In the records below, locate the line containing "Task: point to the window", then output that line and all later lines exactly, through the last one.

--- Start Extracted records ---

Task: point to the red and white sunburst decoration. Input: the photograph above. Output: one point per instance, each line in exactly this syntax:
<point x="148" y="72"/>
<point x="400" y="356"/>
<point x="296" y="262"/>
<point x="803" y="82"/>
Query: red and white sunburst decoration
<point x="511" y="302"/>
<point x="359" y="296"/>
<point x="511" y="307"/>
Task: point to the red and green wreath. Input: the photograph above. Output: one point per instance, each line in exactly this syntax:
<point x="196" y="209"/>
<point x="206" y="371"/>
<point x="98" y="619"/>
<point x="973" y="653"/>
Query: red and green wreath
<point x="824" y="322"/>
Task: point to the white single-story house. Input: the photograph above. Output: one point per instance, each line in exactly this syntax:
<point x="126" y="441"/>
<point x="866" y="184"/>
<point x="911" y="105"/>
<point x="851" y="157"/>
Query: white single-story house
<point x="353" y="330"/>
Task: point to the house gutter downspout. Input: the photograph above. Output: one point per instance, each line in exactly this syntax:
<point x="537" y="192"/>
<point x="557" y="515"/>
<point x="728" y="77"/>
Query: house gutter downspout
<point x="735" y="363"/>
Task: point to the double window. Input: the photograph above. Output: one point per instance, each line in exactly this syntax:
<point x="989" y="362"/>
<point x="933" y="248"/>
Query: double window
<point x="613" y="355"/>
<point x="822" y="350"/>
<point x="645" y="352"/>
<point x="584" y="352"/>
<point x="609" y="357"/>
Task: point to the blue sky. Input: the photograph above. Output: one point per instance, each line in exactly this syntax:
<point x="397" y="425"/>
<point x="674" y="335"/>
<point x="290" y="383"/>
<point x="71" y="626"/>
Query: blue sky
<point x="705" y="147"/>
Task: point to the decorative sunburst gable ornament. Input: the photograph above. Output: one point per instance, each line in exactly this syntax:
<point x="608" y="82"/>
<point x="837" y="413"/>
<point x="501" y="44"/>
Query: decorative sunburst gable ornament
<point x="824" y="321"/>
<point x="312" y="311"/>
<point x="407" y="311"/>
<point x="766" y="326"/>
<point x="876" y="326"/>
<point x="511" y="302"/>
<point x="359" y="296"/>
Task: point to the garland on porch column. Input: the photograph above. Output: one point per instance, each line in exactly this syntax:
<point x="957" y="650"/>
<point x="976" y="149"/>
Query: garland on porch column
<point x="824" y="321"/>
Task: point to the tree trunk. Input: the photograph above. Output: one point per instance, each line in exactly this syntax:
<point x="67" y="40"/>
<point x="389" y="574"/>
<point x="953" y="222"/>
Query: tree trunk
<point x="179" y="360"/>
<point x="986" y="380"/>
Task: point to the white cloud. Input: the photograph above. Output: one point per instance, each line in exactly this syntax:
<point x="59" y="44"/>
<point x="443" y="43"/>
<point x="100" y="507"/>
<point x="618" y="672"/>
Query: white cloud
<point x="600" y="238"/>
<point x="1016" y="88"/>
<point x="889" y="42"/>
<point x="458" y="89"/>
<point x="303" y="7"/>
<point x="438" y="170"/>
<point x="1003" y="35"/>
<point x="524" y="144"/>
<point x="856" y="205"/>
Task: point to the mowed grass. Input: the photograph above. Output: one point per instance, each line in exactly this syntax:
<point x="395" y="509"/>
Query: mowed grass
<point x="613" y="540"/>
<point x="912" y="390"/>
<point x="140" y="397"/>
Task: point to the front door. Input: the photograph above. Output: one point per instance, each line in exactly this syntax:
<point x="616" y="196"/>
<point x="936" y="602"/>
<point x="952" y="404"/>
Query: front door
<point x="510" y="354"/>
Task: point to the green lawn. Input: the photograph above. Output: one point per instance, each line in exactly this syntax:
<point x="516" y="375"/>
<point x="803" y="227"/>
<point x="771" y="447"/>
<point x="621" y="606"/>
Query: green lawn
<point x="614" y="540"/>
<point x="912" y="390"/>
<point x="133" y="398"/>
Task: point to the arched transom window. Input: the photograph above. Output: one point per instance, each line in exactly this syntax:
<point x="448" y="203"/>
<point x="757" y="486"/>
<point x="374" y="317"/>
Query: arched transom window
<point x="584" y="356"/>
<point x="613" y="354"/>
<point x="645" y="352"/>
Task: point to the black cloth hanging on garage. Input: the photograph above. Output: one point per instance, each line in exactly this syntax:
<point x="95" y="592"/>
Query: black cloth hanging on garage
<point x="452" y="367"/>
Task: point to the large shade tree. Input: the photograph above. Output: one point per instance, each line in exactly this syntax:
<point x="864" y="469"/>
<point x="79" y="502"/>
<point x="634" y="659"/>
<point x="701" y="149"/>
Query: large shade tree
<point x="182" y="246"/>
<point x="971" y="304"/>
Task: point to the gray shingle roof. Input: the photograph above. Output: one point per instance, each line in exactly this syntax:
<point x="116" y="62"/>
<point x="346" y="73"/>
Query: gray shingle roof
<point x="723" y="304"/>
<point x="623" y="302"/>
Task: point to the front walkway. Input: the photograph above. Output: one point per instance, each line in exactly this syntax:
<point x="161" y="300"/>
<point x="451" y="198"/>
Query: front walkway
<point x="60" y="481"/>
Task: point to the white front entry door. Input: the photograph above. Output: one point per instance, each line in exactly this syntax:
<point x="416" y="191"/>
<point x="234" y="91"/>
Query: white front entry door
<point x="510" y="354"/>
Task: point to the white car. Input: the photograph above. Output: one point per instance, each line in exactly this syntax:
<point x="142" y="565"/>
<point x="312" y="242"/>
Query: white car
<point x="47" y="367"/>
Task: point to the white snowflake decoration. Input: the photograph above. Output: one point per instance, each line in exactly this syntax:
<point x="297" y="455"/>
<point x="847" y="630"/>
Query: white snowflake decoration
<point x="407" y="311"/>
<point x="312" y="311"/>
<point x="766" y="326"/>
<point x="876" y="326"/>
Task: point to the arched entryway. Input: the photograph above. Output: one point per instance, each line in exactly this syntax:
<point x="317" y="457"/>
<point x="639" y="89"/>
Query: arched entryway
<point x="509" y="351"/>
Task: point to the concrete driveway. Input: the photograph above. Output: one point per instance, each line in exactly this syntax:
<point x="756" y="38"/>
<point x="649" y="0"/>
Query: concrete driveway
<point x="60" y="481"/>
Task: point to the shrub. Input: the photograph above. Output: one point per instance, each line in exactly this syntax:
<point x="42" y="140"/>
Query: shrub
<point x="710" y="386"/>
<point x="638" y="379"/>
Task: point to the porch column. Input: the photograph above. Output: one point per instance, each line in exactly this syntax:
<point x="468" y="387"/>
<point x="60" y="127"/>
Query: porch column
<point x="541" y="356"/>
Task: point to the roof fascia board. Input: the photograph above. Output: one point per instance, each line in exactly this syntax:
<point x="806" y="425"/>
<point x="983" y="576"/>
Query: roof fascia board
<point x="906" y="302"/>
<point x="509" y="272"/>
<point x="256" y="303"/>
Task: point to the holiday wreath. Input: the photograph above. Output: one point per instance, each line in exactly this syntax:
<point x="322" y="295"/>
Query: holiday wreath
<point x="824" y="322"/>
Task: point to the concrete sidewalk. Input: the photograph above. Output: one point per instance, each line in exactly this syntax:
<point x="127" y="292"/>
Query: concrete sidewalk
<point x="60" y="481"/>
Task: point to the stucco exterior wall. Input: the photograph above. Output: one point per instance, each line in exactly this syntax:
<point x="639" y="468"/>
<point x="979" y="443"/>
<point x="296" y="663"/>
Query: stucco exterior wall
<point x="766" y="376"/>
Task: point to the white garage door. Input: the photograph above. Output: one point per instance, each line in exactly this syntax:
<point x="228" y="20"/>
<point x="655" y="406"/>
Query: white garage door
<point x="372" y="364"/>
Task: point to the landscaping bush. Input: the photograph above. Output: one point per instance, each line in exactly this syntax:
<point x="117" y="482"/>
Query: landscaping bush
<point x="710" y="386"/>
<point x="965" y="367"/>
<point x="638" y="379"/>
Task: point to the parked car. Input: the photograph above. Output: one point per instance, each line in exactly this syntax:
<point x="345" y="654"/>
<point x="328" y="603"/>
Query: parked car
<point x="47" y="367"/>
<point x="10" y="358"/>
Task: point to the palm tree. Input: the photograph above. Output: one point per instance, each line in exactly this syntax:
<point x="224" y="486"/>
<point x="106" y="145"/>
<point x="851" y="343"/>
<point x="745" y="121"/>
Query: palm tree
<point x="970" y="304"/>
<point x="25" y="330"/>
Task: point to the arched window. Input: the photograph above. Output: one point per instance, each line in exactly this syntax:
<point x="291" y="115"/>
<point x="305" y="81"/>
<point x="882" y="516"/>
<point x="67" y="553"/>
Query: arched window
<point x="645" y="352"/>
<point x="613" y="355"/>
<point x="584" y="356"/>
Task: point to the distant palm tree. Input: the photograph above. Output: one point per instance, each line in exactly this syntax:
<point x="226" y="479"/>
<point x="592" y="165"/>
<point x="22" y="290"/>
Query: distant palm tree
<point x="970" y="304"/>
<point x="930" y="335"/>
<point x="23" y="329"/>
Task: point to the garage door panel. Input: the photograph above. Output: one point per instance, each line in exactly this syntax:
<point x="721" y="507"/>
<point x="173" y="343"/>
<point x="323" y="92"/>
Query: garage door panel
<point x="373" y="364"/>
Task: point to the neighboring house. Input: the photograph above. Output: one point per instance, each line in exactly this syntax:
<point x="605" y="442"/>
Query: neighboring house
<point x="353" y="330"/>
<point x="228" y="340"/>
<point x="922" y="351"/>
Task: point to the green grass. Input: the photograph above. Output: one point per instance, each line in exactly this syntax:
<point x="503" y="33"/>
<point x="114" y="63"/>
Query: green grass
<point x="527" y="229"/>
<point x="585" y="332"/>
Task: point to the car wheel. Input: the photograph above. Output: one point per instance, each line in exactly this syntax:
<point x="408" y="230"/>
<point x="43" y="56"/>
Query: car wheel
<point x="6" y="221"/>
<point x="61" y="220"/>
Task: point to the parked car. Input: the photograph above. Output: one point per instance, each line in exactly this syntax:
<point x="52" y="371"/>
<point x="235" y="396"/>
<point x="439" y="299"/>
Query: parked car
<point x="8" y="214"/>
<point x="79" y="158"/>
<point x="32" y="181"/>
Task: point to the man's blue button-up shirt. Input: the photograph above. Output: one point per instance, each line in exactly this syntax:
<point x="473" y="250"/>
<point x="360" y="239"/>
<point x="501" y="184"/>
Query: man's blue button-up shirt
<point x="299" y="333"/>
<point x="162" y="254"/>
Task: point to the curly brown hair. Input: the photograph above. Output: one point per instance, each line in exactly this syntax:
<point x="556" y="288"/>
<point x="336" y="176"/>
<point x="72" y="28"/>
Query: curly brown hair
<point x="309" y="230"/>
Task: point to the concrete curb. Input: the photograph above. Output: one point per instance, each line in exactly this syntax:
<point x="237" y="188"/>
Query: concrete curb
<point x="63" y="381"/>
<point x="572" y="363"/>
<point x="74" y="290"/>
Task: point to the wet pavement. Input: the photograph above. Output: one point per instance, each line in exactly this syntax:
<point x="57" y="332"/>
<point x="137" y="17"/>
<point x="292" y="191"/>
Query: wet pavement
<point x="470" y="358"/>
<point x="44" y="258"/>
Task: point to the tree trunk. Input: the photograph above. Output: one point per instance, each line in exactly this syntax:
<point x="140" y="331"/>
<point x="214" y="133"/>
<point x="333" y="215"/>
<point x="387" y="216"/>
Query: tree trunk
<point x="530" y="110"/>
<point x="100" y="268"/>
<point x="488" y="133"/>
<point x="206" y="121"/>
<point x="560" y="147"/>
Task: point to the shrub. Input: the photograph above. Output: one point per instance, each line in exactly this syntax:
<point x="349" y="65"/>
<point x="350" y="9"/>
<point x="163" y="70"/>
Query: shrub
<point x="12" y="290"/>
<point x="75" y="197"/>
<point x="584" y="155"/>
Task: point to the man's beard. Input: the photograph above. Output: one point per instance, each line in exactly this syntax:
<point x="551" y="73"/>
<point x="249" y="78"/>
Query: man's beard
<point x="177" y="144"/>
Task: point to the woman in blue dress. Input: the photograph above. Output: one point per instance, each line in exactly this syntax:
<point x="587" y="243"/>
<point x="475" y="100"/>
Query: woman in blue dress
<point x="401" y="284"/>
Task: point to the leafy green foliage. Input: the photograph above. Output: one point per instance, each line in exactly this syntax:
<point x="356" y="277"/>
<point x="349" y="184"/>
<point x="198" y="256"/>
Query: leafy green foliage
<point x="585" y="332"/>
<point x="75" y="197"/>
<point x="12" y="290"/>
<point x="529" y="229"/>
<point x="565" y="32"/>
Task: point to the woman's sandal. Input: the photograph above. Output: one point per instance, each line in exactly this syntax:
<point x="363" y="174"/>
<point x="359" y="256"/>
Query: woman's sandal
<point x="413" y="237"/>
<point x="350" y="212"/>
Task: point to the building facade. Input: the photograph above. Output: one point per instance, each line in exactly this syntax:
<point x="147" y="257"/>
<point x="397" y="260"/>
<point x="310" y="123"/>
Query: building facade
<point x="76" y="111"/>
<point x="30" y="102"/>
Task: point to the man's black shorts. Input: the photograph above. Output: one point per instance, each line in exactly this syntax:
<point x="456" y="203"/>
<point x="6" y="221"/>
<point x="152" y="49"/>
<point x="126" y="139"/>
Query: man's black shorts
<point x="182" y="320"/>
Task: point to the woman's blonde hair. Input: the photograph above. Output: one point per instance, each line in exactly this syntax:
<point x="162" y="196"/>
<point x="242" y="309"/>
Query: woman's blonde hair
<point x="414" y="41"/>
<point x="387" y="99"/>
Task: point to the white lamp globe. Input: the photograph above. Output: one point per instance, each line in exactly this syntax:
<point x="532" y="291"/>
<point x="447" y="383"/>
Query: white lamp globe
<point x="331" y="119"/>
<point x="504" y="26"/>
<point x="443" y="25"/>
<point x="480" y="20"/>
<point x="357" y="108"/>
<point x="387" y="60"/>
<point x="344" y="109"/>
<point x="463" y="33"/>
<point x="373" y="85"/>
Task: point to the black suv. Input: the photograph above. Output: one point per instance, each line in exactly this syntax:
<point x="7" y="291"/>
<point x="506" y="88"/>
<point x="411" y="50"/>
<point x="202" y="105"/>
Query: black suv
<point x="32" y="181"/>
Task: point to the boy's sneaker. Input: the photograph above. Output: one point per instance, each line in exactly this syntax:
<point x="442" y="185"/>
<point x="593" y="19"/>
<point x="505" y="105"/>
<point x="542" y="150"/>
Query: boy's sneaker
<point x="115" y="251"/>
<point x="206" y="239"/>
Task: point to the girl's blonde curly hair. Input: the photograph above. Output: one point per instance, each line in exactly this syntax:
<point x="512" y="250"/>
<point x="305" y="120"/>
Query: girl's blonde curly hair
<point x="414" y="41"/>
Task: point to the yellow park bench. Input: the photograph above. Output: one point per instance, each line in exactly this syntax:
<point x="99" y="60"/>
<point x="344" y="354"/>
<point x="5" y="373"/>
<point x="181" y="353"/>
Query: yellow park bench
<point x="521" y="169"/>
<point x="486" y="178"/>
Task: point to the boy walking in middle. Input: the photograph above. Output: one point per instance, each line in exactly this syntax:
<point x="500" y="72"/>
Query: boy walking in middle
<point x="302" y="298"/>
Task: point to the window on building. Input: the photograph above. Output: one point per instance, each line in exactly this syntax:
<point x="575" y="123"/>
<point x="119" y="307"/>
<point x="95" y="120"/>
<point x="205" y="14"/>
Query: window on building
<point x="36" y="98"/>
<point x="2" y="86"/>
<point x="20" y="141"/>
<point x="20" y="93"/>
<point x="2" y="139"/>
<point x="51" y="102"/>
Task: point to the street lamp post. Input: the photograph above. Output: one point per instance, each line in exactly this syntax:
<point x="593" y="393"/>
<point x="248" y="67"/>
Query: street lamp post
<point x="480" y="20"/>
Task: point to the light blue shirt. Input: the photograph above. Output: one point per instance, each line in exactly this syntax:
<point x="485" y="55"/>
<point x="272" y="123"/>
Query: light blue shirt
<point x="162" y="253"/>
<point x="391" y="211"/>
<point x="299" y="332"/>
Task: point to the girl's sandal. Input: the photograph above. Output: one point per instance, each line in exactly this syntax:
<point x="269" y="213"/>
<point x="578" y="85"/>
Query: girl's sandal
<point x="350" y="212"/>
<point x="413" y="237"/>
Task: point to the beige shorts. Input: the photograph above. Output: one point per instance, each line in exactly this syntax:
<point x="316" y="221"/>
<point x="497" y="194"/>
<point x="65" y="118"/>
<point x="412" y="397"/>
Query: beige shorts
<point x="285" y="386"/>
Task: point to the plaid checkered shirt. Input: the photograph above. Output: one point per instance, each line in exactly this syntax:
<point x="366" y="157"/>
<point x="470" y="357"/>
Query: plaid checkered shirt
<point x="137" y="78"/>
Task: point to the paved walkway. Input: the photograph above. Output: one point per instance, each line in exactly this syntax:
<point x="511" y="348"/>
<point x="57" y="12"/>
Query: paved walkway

--- End Extracted records ---

* **Task response**:
Task: point to the window on building. Input: the photograph above. Output: one point per instance, each line in exactly this syntax:
<point x="575" y="123"/>
<point x="119" y="307"/>
<point x="95" y="120"/>
<point x="205" y="14"/>
Query: window on building
<point x="36" y="98"/>
<point x="2" y="86"/>
<point x="20" y="141"/>
<point x="20" y="93"/>
<point x="2" y="139"/>
<point x="51" y="102"/>
Task: point to the street lamp post. Input: the photograph above. Output: one point per instance, each line in exactly this syntax:
<point x="593" y="393"/>
<point x="248" y="67"/>
Query: street lamp post
<point x="480" y="20"/>
Task: point to the light blue shirt. Input: the photograph above. Output: one point per instance, each line in exactly this syntax:
<point x="485" y="55"/>
<point x="272" y="123"/>
Query: light blue shirt
<point x="162" y="253"/>
<point x="391" y="211"/>
<point x="299" y="332"/>
Task: point to the girl's sandal. Input: the photograph above. Output: one point per instance, each line in exactly this syntax:
<point x="269" y="213"/>
<point x="578" y="85"/>
Query: girl's sandal
<point x="350" y="212"/>
<point x="413" y="237"/>
Task: point to the beige shorts. Input: the photograph above. Output: one point per instance, each line in exactly this syntax:
<point x="316" y="221"/>
<point x="497" y="194"/>
<point x="65" y="118"/>
<point x="412" y="397"/>
Query: beige shorts
<point x="285" y="386"/>
Task: point to the plaid checkered shirt. Input: the photograph above. Output: one point per instance, each line in exactly this syntax:
<point x="366" y="157"/>
<point x="470" y="357"/>
Query: plaid checkered shirt
<point x="137" y="78"/>
Task: point to the paved walkway. Input: the photograph above. Output: one point per instance, each line in exactly this syntax:
<point x="511" y="348"/>
<point x="57" y="12"/>
Query: paved walkway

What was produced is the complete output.